(Some rows)
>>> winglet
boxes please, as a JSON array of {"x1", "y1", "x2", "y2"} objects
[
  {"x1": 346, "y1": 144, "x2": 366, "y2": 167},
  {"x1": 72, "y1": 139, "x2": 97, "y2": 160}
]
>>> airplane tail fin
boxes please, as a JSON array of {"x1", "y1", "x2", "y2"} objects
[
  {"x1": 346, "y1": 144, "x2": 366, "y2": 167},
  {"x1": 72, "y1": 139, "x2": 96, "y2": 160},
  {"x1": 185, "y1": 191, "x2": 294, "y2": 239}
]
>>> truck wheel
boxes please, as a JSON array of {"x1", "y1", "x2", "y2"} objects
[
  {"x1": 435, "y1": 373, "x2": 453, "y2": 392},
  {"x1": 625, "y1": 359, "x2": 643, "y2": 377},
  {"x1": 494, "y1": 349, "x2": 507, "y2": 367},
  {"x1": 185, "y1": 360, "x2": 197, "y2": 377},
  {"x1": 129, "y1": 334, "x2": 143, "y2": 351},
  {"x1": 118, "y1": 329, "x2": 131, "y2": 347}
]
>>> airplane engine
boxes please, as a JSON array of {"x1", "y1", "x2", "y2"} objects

## What you have to do
In the stretch that runs from the line containing "airplane tail fin" through the end of the rows, swap every "truck" for "van" and leave everything else unchanged. Return only that stretch.

## Solution
>>> airplane tail fin
boxes please, as a JSON array of {"x1", "y1", "x2", "y2"} objects
[
  {"x1": 346, "y1": 144, "x2": 366, "y2": 167},
  {"x1": 72, "y1": 139, "x2": 96, "y2": 160},
  {"x1": 185, "y1": 191, "x2": 294, "y2": 239}
]
>>> van wheel
boxes please, as a JSON array of {"x1", "y1", "x2", "y2"} objects
[
  {"x1": 435, "y1": 373, "x2": 453, "y2": 392},
  {"x1": 625, "y1": 359, "x2": 643, "y2": 377},
  {"x1": 494, "y1": 349, "x2": 507, "y2": 367},
  {"x1": 185, "y1": 360, "x2": 197, "y2": 377},
  {"x1": 129, "y1": 334, "x2": 143, "y2": 351},
  {"x1": 118, "y1": 329, "x2": 131, "y2": 347}
]
>>> airplane engine
boxes please, as a JSON array of {"x1", "y1", "x2", "y2"} objects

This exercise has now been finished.